### Textauszug zum Lesen
○ ○ ○ ○
AFTER.LIFE

Manchmal ist sogar ein simpler PUNKT bedeutsam. Wie beim hiesigen Film-Titel. Denn der Punkt zwischen den beiden Titel-Worten signalisiert – hier ist eine „weitere“ Story-Richtung annonciert. Die über den eigentlich „simplen“ Titel bzw. Begriff hinausgeht. Erste (An.-)Spannung also bei

AFTER.LIFE“ von Agnieszka Wójtowicz-Vosloo (Co-B+R; USA 2009; 103 Minuten; DVD-Veröffentlichung: 5.8.2011).

Zugegeben – diese DVD lag lange im Stapel, bevor sie endlich „an der Reihe“ war. Ist halt manchmal so, wenn einem andere DVD-Angebote – zunächst – „attraktiver“ erscheinen. Nun also gilt es aber von einem Debütfilm zu berichten, der auch wegen seiner exzellenten Besetzung für außergewöhnliche Spannungsattraktivität sorgt: LIAM NEESON, CHRISTINA RICCI und JUSTIN LONG.
○ ○ ○ ○
### Bereitgestellte Daten
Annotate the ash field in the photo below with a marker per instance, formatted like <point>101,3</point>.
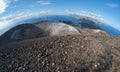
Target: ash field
<point>60,43</point>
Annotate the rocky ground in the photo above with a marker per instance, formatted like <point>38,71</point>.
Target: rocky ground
<point>72,53</point>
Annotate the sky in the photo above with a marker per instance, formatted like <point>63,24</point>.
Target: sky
<point>105,9</point>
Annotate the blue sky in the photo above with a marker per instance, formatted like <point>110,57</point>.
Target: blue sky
<point>110,9</point>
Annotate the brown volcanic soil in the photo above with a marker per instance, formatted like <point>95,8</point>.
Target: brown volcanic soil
<point>62,53</point>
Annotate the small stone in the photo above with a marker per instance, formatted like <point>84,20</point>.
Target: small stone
<point>53,63</point>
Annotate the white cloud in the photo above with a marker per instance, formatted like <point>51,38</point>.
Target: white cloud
<point>92,15</point>
<point>44,2</point>
<point>15,0</point>
<point>112,5</point>
<point>3,5</point>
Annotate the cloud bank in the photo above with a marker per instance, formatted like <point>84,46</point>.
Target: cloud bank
<point>3,5</point>
<point>44,2</point>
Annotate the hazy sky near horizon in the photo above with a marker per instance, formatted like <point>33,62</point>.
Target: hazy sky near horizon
<point>109,9</point>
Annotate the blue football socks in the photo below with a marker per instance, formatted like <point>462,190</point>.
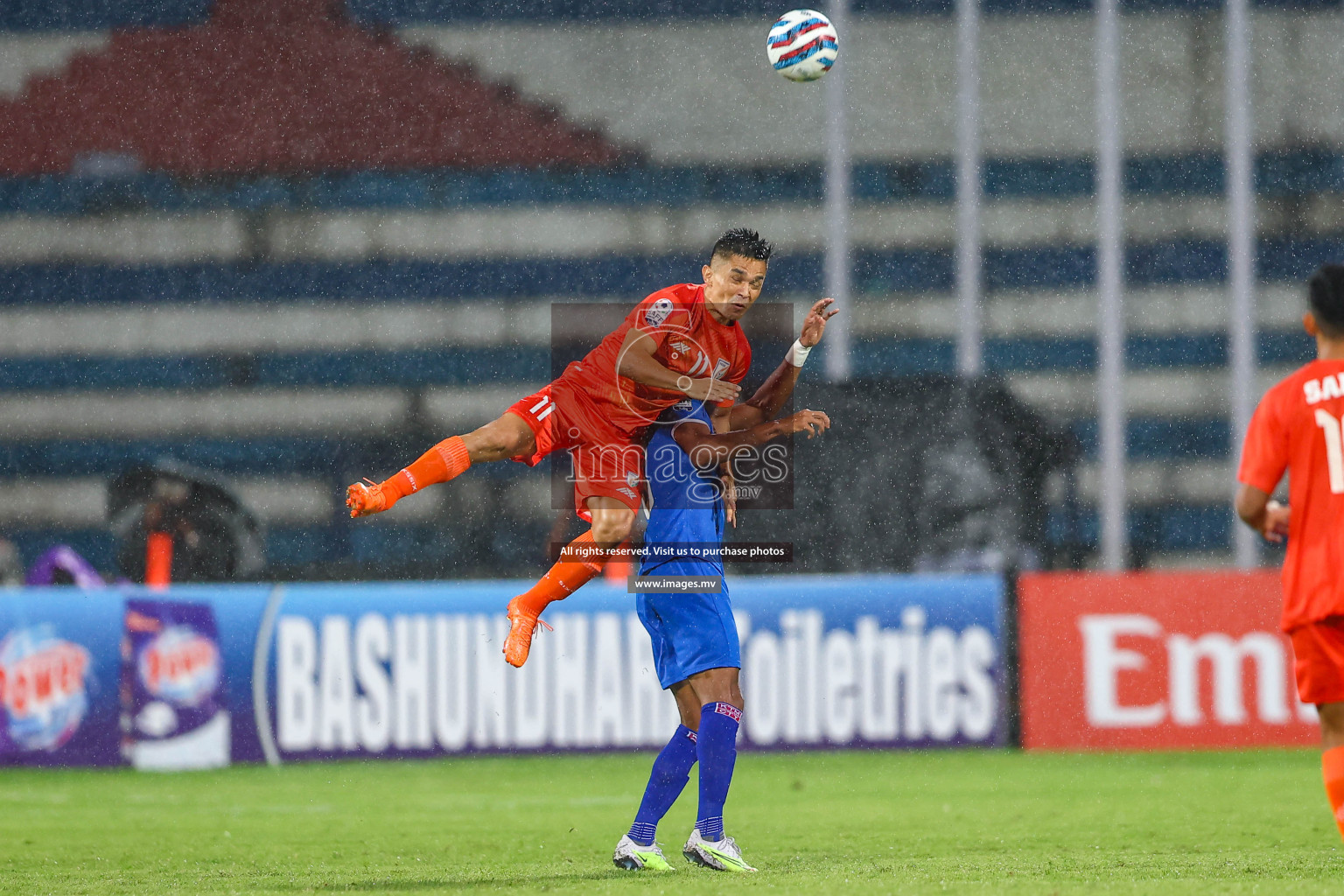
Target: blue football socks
<point>671,771</point>
<point>718,751</point>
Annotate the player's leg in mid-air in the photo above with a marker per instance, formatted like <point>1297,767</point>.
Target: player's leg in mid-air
<point>531,429</point>
<point>612,524</point>
<point>506,437</point>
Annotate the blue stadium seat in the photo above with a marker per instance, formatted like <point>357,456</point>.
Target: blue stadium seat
<point>874,271</point>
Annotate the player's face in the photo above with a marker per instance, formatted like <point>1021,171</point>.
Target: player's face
<point>732,286</point>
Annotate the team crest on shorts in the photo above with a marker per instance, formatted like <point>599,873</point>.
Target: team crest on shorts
<point>657,312</point>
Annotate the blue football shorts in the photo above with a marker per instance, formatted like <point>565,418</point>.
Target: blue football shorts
<point>690,632</point>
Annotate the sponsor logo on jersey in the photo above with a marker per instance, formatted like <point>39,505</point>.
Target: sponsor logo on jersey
<point>180,665</point>
<point>1323,388</point>
<point>42,688</point>
<point>657,312</point>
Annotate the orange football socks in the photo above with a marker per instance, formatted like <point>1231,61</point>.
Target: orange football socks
<point>564,579</point>
<point>1332,766</point>
<point>440,464</point>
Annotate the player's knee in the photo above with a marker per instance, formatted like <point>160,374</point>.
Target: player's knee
<point>498,438</point>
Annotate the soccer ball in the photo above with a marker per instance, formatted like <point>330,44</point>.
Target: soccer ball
<point>802,45</point>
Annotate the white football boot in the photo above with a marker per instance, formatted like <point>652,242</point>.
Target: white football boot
<point>722,855</point>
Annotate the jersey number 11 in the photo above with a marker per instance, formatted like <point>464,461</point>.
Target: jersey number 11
<point>1334,448</point>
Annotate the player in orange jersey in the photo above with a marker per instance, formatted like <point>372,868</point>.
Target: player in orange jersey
<point>682,341</point>
<point>1298,429</point>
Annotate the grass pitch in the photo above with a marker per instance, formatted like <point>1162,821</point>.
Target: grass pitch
<point>964,822</point>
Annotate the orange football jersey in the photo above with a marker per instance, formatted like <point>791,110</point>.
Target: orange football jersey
<point>1298,427</point>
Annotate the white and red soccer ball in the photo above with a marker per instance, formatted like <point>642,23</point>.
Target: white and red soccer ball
<point>802,45</point>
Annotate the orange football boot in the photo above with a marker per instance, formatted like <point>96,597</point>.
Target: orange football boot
<point>365,500</point>
<point>522,625</point>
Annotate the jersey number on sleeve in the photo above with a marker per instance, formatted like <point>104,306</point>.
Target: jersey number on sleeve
<point>1334,448</point>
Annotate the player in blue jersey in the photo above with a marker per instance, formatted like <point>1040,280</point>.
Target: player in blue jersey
<point>695,639</point>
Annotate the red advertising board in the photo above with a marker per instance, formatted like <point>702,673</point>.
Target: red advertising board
<point>1156,662</point>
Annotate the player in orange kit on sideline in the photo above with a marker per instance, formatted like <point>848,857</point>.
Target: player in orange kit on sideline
<point>682,341</point>
<point>1298,429</point>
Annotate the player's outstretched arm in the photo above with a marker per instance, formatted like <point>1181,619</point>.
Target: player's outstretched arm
<point>637,363</point>
<point>769,399</point>
<point>1258,511</point>
<point>709,449</point>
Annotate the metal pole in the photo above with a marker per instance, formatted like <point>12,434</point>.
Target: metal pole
<point>1241,245</point>
<point>970,273</point>
<point>839,366</point>
<point>1110,332</point>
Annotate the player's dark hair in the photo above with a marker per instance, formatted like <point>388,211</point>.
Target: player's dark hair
<point>1326,296</point>
<point>742,242</point>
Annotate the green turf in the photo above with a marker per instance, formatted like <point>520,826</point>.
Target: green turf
<point>970,822</point>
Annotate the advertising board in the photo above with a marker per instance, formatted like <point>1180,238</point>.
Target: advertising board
<point>1156,662</point>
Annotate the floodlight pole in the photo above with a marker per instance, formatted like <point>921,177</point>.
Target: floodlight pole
<point>837,262</point>
<point>1110,331</point>
<point>1241,248</point>
<point>970,268</point>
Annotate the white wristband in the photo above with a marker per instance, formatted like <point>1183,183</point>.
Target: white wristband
<point>797,354</point>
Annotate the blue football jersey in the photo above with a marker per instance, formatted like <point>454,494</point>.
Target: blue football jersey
<point>687,504</point>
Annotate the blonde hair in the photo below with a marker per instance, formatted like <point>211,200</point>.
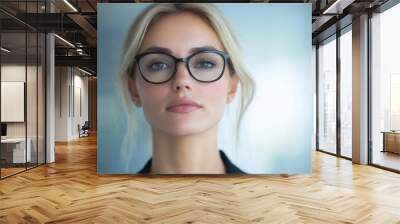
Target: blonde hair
<point>206,11</point>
○ ○ ○ ○
### Zu erledigen
Gibst du die Filmkritik zu „AFTER.LIFE“ vollständig und buchstabengetreu aus?

### Antwort
AFTER.LIFE

Manchmal ist sogar ein simpler PUNKT bedeutsam. Wie beim hiesigen Film-Titel. Denn der Punkt zwischen den beiden Titel-Worten signalisiert – hier ist eine „weitere“ Story-Richtung annonciert. Die über den eigentlich „simplen“ Titel bzw. Begriff hinausgeht. Erste (An.-)Spannung also bei

AFTER.LIFE“ von Agnieszka Wójtowicz-Vosloo (Co-B+R; USA 2009; 103 Minuten; DVD-Veröffentlichung: 5.8.2011).

Zugegeben – diese DVD lag lange im Stapel, bevor sie endlich „an der Reihe“ war. Ist halt manchmal so, wenn einem andere DVD-Angebote – zunächst – „attraktiver“ erscheinen. Nun also gilt es aber von einem Debütfilm zu berichten, der auch wegen seiner exzellenten Besetzung für außergewöhnliche Spannungsattraktivität sorgt: LIAM NEESON, CHRISTINA RICCI und JUSTIN LONG.